→ **Problems**:
[1] Name every language that the regular expressions article says supports Regex.
[2] Translate this sentence from the regular expressions article into Spanish: "A Regex can save you a massive amount of time if you need to parse large amounts of data in the text."
[3] Please extract the passage of the regular expressions article that begins at the words "What is the Use" and stops after "to Learn Regex?".

→ **Document extract**:
↓

Understanding Regular Expressions

Abhishek Duppati
5y
15.1k
0
5

Article

Introduction

This article is written to get an understanding of Regular Expressions and why we use them when we already have string operations. We look at how much time does it take to learn it, what type of elements it contains, and how many languages the Regular Expression is available in. We also see where we can run our expression to test or visualize it. Some important Regular Expressions are included as references.

What is a Regular Expression?

A Regular Expression, or Regex, is a pattern we search for in a text. This regex helps with matching, locating, and managing text.

What is the Use of Regex?

A Regex can save you a massive amount of time if you need to parse large amounts of data in the text.

Why Do We Need Regex When We Have String Operations?

Actually, it depends on many factors that how we use it and on what type of data because regular expressions might have some performance issues compared to string operations. On the contrary, it completely depends on how clever are you at creating and performing a regex pattern on your data. Moreover, regex is mostly not used for performance level, but rather to handle complex logic with very little code.

How Long Does it Take to Learn Regex?

I would say you can get to know it in about 30 minutes. Furthermore, it is an ever-learning process in defining regular languages. What I mean is that even though you might learn the syntaxes needed for regex, which we will look at in a further explanation, you’ll keep on learning it forever because creating a unique Regular Expression for a pattern to match is what we do in every code we come across.

What is a Regular Language?

A regular or rational language is just a formal language expressed with the help of regular expression. It is also defined as a language recognized by finite automation. Formal languages are nothing but words in which letters are taken from an alphabet, based on a specific set of rules.

Can We Only Use Regex in C#?

Regex supports many languages including C#, Java, Pearl, Javascript, MySQL, and Oracle. Whereas MSSQL has pure SQLOperators /functions such as LIKE and PATHINDEX which are sufficient, EVAL SQL.NET comprises of SQL Regex - ISMatch, Match, Matches, Replace, Split will help you easily cover all unsupported formats.

What is the Regex Made of?

Regex is full of elements, such as Basic syntax, Position, Character, Special Characters, Escape Sequences, Groups, and Range, Quantifiers, Assertions, String Replacement, Pattern Modifiers, etc.

↑

→ **Recorded information**:
↓

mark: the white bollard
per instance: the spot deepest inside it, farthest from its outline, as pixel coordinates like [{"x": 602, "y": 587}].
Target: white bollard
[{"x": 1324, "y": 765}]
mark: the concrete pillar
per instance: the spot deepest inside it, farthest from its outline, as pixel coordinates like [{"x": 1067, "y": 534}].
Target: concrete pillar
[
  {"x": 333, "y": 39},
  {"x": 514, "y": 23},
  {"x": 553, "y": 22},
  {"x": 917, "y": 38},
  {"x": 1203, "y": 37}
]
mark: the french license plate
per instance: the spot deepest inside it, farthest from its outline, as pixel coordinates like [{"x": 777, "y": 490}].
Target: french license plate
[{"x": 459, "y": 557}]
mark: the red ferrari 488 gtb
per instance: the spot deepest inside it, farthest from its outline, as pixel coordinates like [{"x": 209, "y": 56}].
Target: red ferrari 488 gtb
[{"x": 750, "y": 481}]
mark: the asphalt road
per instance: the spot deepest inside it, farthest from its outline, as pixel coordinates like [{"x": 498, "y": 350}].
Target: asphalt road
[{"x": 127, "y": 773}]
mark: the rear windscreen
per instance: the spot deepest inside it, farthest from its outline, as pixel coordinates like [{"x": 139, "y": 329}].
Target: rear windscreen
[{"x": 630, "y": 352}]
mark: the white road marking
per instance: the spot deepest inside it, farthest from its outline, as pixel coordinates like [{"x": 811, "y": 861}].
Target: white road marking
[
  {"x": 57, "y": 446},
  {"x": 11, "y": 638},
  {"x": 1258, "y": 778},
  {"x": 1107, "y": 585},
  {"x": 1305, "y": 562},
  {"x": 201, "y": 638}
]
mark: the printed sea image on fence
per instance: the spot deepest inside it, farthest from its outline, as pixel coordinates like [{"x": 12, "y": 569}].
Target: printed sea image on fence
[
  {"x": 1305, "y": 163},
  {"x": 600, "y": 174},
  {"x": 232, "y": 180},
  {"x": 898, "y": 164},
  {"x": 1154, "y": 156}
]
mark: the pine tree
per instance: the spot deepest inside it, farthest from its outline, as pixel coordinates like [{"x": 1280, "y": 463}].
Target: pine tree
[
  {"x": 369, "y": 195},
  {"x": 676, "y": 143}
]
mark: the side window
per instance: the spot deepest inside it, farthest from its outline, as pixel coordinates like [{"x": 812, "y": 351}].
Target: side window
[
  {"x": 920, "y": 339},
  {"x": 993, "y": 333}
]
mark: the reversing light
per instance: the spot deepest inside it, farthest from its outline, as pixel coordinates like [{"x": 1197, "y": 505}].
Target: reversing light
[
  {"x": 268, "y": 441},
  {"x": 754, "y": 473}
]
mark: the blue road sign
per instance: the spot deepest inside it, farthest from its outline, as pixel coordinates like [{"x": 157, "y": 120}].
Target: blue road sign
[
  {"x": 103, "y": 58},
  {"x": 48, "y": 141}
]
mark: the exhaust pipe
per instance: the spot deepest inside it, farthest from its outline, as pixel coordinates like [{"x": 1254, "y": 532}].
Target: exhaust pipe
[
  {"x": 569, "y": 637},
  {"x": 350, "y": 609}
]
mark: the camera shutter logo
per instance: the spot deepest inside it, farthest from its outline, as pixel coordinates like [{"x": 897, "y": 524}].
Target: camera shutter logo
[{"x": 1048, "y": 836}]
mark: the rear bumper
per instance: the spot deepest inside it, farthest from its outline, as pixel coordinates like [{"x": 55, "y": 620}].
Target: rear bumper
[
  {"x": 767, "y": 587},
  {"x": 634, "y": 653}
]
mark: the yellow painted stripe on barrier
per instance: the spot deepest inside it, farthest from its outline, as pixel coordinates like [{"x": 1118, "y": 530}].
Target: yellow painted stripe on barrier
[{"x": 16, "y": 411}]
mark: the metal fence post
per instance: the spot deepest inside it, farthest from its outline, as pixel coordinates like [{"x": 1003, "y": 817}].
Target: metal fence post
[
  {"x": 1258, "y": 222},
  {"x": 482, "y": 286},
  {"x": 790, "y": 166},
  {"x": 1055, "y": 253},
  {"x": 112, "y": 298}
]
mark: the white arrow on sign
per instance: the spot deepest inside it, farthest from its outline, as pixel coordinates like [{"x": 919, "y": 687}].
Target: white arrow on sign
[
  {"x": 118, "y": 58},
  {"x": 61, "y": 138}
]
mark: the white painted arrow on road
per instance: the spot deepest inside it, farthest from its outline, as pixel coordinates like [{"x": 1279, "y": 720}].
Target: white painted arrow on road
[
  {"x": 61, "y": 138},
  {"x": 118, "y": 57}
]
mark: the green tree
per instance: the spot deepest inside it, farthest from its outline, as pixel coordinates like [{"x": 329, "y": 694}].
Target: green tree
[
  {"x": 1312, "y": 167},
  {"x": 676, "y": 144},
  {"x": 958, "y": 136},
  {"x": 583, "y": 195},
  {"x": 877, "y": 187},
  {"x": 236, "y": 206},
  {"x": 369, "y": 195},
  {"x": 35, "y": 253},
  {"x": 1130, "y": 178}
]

↑

→ **Responses to the tasks**:
[1] C#, Java, Pearl, Javascript, MySQL, Oracle

[2] Una Regex puede ahorrarte una enorme cantidad de tiempo si necesitas analizar grandes cantidades de datos en el texto.

[3]
What is the Use of Regex?

A Regex can save you a massive amount of time if you need to parse large amounts of data in the text.

Why Do We Need Regex When We Have String Operations?

Actually, it depends on many factors that how we use it and on what type of data because regular expressions might have some performance issues compared to string operations. On the contrary, it completely depends on how clever are you at creating and performing a regex pattern on your data. Moreover, regex is mostly not used for performance level, but rather to handle complex logic with very little code.

How Long Does it Take to Learn Regex?